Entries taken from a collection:
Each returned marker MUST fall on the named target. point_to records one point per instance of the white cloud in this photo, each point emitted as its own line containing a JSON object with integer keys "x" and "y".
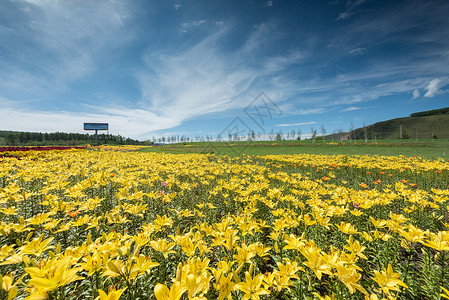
{"x": 202, "y": 80}
{"x": 296, "y": 124}
{"x": 416, "y": 94}
{"x": 187, "y": 25}
{"x": 433, "y": 88}
{"x": 135, "y": 123}
{"x": 357, "y": 51}
{"x": 351, "y": 9}
{"x": 351, "y": 108}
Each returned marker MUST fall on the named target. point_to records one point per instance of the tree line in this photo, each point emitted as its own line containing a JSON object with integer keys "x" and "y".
{"x": 14, "y": 138}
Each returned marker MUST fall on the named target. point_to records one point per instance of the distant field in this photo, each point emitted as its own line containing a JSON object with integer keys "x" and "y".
{"x": 427, "y": 149}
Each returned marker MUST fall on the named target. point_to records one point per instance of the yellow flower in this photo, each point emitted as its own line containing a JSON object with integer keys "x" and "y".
{"x": 174, "y": 293}
{"x": 347, "y": 228}
{"x": 388, "y": 280}
{"x": 112, "y": 295}
{"x": 252, "y": 287}
{"x": 163, "y": 246}
{"x": 446, "y": 293}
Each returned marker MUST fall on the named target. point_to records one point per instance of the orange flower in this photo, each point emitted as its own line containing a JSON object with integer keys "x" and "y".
{"x": 73, "y": 213}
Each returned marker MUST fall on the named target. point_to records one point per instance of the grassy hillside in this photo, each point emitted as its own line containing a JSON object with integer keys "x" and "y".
{"x": 412, "y": 128}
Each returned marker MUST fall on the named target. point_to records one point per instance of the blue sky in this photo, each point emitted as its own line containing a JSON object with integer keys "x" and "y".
{"x": 154, "y": 68}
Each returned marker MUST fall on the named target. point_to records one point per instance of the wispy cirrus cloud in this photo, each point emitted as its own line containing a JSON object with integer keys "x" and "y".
{"x": 296, "y": 124}
{"x": 433, "y": 88}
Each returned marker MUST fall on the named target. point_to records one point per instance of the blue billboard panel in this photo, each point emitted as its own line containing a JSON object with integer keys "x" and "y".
{"x": 96, "y": 126}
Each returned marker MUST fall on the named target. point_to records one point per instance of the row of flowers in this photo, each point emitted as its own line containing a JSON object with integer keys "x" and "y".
{"x": 110, "y": 224}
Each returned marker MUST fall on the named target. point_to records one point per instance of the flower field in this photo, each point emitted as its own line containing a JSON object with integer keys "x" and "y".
{"x": 105, "y": 224}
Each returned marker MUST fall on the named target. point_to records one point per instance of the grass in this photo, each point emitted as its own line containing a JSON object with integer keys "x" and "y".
{"x": 426, "y": 148}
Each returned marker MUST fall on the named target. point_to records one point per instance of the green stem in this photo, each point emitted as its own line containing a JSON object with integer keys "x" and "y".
{"x": 442, "y": 269}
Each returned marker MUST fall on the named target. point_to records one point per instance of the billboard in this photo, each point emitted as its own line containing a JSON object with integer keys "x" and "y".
{"x": 96, "y": 126}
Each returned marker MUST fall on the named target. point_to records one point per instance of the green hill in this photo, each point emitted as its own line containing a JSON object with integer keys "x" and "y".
{"x": 421, "y": 125}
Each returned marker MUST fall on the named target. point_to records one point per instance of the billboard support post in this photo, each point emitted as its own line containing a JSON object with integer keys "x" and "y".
{"x": 96, "y": 127}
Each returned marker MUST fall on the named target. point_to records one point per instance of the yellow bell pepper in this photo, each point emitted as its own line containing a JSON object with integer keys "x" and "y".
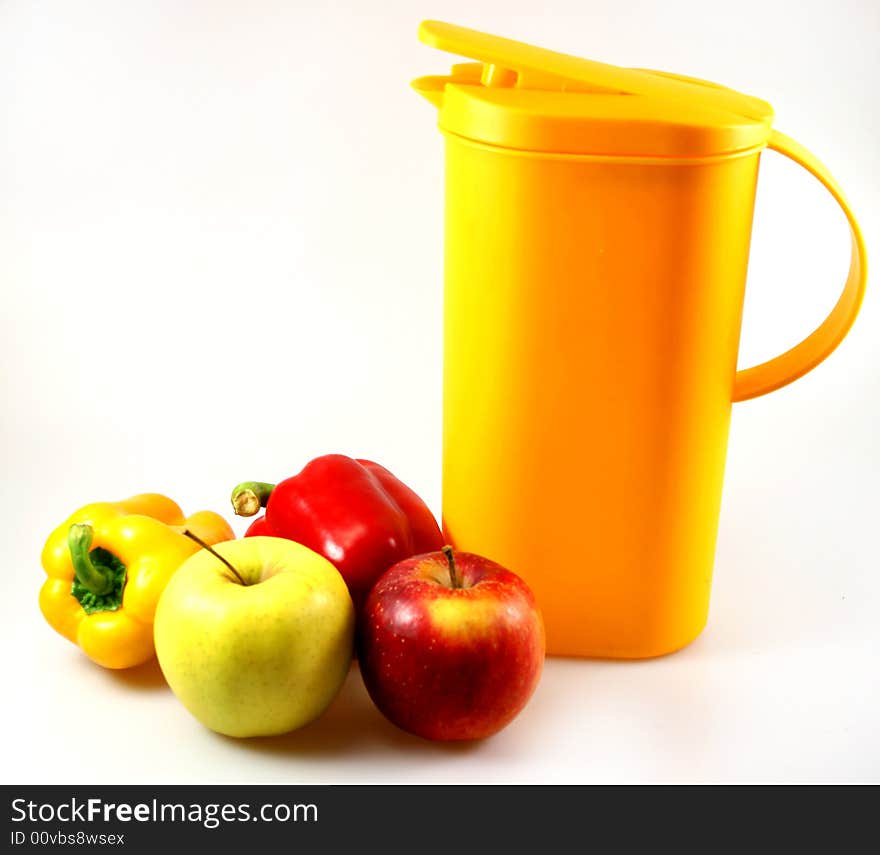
{"x": 108, "y": 563}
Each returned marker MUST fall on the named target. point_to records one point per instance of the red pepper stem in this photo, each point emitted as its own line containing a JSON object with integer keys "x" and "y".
{"x": 217, "y": 555}
{"x": 249, "y": 496}
{"x": 450, "y": 558}
{"x": 91, "y": 576}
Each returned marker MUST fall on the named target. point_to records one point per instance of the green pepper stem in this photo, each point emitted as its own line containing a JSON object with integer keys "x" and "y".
{"x": 90, "y": 575}
{"x": 450, "y": 558}
{"x": 249, "y": 496}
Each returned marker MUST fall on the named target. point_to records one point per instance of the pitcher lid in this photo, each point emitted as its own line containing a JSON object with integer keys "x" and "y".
{"x": 524, "y": 97}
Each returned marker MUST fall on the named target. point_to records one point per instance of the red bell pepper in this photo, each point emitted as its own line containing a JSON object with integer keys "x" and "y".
{"x": 353, "y": 512}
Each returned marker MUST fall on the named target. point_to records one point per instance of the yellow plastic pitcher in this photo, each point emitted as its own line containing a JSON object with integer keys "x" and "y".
{"x": 597, "y": 235}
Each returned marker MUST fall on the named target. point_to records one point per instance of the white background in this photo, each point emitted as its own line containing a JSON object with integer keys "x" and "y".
{"x": 220, "y": 256}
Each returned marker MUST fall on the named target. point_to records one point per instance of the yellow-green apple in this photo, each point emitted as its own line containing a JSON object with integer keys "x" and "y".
{"x": 256, "y": 636}
{"x": 450, "y": 645}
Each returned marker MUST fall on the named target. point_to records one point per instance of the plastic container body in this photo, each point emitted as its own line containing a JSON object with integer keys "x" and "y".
{"x": 597, "y": 237}
{"x": 592, "y": 318}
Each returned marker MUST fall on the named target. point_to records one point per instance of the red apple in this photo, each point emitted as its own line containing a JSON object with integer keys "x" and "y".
{"x": 450, "y": 645}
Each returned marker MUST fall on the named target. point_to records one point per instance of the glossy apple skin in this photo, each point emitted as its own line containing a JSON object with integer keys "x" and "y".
{"x": 450, "y": 663}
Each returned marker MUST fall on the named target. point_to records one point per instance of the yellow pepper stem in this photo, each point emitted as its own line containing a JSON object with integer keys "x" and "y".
{"x": 90, "y": 575}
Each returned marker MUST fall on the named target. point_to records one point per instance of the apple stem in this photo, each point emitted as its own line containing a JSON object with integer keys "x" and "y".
{"x": 217, "y": 555}
{"x": 450, "y": 558}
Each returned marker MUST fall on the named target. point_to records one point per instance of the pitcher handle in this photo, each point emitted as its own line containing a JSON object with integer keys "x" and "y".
{"x": 803, "y": 357}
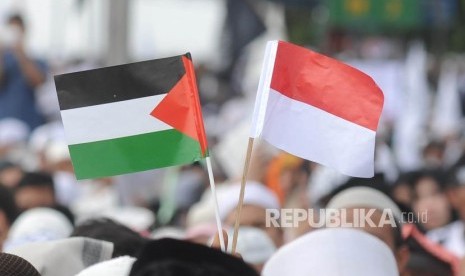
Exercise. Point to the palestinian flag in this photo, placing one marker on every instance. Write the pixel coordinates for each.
(318, 108)
(132, 117)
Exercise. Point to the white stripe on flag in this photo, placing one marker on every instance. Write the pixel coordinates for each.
(263, 89)
(316, 135)
(112, 120)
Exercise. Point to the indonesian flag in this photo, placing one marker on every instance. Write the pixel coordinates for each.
(132, 117)
(317, 108)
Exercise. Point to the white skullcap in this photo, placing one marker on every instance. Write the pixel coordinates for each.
(12, 131)
(38, 224)
(57, 151)
(120, 266)
(333, 252)
(65, 256)
(364, 197)
(255, 194)
(254, 245)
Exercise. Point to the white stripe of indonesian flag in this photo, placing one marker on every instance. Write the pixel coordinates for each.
(318, 109)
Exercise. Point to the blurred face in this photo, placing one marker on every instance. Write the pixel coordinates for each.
(10, 176)
(4, 226)
(430, 199)
(255, 216)
(403, 194)
(457, 199)
(31, 197)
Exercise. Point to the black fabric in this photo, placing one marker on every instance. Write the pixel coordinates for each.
(12, 265)
(169, 257)
(118, 83)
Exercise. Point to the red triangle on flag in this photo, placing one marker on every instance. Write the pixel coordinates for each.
(178, 110)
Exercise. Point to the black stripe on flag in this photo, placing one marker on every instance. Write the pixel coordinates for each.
(118, 83)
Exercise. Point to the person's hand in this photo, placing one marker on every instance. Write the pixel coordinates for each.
(217, 244)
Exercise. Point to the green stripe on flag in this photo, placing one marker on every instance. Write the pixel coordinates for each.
(133, 153)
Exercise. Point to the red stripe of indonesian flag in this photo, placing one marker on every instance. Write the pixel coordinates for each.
(317, 108)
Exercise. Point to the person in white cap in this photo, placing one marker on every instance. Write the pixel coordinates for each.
(333, 252)
(382, 214)
(257, 199)
(38, 224)
(254, 245)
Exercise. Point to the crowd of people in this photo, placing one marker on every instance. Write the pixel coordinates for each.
(162, 222)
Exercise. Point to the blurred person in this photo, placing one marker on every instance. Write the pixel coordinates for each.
(120, 266)
(452, 235)
(13, 135)
(35, 189)
(125, 241)
(401, 191)
(257, 199)
(433, 155)
(10, 173)
(39, 140)
(333, 252)
(426, 257)
(354, 199)
(38, 224)
(174, 257)
(429, 197)
(19, 75)
(12, 265)
(8, 213)
(253, 245)
(66, 256)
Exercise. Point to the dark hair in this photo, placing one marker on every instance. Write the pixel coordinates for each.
(169, 257)
(126, 242)
(17, 18)
(7, 204)
(36, 179)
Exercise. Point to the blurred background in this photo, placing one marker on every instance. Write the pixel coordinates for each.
(414, 50)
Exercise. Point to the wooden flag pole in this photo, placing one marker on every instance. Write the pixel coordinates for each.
(241, 195)
(215, 201)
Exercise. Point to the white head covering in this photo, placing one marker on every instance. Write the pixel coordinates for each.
(120, 266)
(254, 245)
(255, 194)
(38, 224)
(12, 131)
(333, 252)
(66, 256)
(364, 197)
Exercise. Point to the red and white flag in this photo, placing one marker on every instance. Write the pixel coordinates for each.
(317, 108)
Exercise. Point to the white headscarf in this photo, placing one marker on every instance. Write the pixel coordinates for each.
(333, 252)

## Requirement
Write the lines out again exactly, from the one containing "Exercise. Point to the white head covering" through the last line of the records, and include no other lines.

## Solution
Exercise. Point to the white head covering in this photo, placing one marker on every instance. Write the pixel coordinates for each.
(120, 266)
(254, 245)
(255, 194)
(38, 224)
(12, 131)
(333, 252)
(66, 256)
(364, 197)
Exercise. Point to the red and white flag in this photo, placing one marker on every instance. Write the pixel coordinates for each.
(317, 108)
Exercise. Point to the white headscarf in this photo, placing one marker on every instance. Write the pixel coordinates for each.
(333, 252)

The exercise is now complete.